- Your instructions: From the records, return each line that has the word "rock" in it.

Input for this task Block Start

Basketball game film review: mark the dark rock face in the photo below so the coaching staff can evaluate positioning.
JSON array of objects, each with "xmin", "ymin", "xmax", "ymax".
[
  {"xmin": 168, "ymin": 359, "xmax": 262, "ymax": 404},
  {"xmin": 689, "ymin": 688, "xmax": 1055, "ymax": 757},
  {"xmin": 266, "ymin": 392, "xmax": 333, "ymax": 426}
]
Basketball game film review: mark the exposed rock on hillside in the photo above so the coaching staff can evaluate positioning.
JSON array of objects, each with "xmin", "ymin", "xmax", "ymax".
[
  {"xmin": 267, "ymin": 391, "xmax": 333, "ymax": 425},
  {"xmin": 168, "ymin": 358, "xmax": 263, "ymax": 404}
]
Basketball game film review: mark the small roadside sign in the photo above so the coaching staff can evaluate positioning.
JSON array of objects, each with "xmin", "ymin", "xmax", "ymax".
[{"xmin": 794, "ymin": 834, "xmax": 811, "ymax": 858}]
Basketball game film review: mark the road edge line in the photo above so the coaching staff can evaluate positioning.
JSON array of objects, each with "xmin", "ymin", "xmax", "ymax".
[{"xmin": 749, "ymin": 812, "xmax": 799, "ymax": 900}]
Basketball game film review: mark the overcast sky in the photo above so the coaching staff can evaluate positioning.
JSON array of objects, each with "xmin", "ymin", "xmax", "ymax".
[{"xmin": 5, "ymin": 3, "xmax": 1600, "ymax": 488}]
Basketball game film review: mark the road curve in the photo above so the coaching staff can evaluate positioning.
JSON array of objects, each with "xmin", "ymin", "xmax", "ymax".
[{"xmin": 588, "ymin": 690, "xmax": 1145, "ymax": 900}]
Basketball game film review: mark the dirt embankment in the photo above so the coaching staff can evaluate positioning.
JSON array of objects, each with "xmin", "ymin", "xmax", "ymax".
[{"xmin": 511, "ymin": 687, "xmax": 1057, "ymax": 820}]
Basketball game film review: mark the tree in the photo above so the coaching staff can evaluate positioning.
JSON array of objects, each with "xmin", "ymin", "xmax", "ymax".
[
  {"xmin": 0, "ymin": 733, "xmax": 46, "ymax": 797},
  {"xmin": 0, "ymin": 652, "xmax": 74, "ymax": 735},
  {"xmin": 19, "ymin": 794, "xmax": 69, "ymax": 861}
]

Input for this task Block End

- Answer to this exercise:
Basketball game film review: mark the dark rock face in the photo below so the coaching staff can evaluate positioning.
Basketball game film review: mark the exposed rock on hillside in the photo above so the coaching staff can evaluate positioning.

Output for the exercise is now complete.